* _What you should do_: All of the data should be given again word for word, though the images are to be left out.

* _Data extracts_:
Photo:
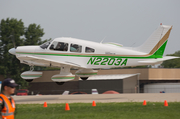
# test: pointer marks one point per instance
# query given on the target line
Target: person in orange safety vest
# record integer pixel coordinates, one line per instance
(7, 104)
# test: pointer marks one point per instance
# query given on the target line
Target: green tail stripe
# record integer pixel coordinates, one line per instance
(160, 51)
(63, 78)
(86, 74)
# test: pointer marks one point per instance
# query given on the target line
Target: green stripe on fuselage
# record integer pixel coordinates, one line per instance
(94, 55)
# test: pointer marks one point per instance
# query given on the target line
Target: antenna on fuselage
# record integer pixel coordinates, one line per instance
(103, 39)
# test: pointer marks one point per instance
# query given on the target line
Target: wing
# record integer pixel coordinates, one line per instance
(46, 62)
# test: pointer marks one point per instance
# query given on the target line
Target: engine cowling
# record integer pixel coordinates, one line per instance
(30, 75)
(86, 73)
(62, 78)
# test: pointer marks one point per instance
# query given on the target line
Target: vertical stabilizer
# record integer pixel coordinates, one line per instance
(156, 43)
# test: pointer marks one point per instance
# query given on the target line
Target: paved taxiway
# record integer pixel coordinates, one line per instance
(88, 98)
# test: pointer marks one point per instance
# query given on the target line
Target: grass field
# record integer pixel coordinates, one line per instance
(129, 110)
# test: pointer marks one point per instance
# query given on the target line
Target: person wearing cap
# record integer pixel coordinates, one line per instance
(7, 104)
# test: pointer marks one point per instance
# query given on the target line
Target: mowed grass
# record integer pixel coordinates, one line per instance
(129, 110)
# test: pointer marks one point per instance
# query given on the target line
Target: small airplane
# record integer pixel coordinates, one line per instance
(67, 53)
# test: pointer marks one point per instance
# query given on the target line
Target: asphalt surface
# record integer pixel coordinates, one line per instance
(104, 98)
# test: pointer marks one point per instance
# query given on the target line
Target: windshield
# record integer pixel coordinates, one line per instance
(46, 44)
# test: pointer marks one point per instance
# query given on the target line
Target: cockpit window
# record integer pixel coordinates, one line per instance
(59, 46)
(75, 48)
(89, 50)
(46, 44)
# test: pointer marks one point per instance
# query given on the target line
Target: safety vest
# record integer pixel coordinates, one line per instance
(9, 108)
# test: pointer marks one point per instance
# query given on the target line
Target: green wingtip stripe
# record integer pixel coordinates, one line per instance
(86, 74)
(63, 78)
(31, 75)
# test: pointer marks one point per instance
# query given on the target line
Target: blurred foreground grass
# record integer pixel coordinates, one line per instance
(129, 110)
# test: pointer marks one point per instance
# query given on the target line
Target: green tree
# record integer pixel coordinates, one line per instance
(174, 63)
(13, 30)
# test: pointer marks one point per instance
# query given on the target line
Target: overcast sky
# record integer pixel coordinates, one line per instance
(128, 22)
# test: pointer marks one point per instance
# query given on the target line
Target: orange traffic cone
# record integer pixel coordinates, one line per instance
(45, 104)
(165, 103)
(67, 107)
(93, 104)
(144, 103)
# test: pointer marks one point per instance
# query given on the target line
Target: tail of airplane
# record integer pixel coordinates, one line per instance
(156, 43)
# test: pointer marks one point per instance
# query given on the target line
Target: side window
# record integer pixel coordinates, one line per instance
(59, 46)
(89, 50)
(75, 48)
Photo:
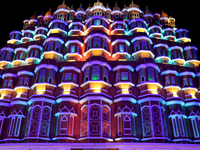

* _Result_:
Photo:
# test: pointer marks one point per instance
# query given on the target line
Target: person in orange safety vest
# record integer pixel coordinates, one line per instance
(7, 104)
# test: pointer marks one point per instance
# query given on the target line
Target: green tail stripe
# record integer pixel coordinates, one line per instance
(160, 51)
(63, 78)
(86, 74)
# test: pointer marks one point per instance
# query given on the target line
Target: green stripe on fuselage
# record integer pixel coordinates, one line per instance
(94, 55)
# test: pointer marks one point per instance
# query given on the target line
Target: antenna on fuselage
# record integer pixel coordinates, one line per instance
(103, 39)
# test: pointer marks one point per instance
# query given on the target line
Target: wing
# record integer pixel coordinates, one line per instance
(46, 62)
# test: pointer marks one point per instance
# query given on the target line
Target: engine cowling
# record integer pixel coordinates, one line per instance
(30, 75)
(86, 73)
(62, 78)
# test: pointer marks one point per instance
# query given on the target line
Target: vertical stabilizer
# record integer pixel coordinates, one line per instance
(156, 43)
# test: pointer marks one point per instance
# query given on the target line
Target: paved taxiway
# record integer pixel coordinates, one line per instance
(88, 98)
# test: pointer marks one point per instance
# query given on the target line
Target: grass field
# record integer pixel coordinates, one line per instance
(129, 110)
# test: pointer marks one point per instance
# query given on the target line
Target: person wearing cap
# record integer pixel coordinates, one line per instance
(7, 104)
# test: pointer marks one point per instance
# query given on the target line
Target: mowed grass
# record integer pixel coordinates, one line per instance
(129, 110)
# test: pointer marks one point per instance
# query given on the target line
Target: small airplane
# record integer pixel coordinates, one line per instance
(67, 53)
# test: pointer marks one point per instance
# query given on the target line
Target: asphalt surface
# record integer pixel coordinates, one line per instance
(104, 98)
# test: pointer marks one point per instance
# query given on the target line
Target: windshield
# record integer pixel coordinates, one line per instance
(46, 44)
# test: pointer marks one point per instance
# query given on the target line
Target: cockpit window
# record integer pixel coordinates, one line per instance
(59, 46)
(75, 48)
(89, 50)
(46, 44)
# test: pointer marks one point per instance
# query given on the target line
Target: safety vest
# record integer pixel coordinates, one line per instance
(9, 108)
# test: pointer marks one point per instance
# query given on the target line
Target: green wingtip stripe
# record integer pixel coordinates, one line per instance
(86, 74)
(63, 78)
(31, 75)
# test: pointer marks one point per instance
# query given on the target line
Target: blurred foreground grass
# record integer pixel coordinates, one line per instance
(129, 110)
# test: pointer marks one point per instance
# query given on the target line
Target: green tree
# record integer pixel coordinates, one line per instance
(174, 63)
(13, 30)
# test: pointer marks one point per instance
# query given on the target line
Target: overcast sky
# record integer pixel coordinates, one line per instance
(128, 22)
# test: pointer marks one point per instance
# query given on the target line
Target: orange traffic cone
# record integer pixel coordinates, one line per instance
(45, 104)
(165, 103)
(67, 107)
(93, 104)
(144, 103)
# test: pointer marks one point per instance
# query given on the target line
Target: tail of airplane
# record integer pixel coordinates, one line per instance
(156, 43)
# test: pointer marks one point per instance
# query given on the target line
Target: side window
# record integer pixel coordinates, one line per instance
(59, 46)
(89, 50)
(75, 48)
Photo:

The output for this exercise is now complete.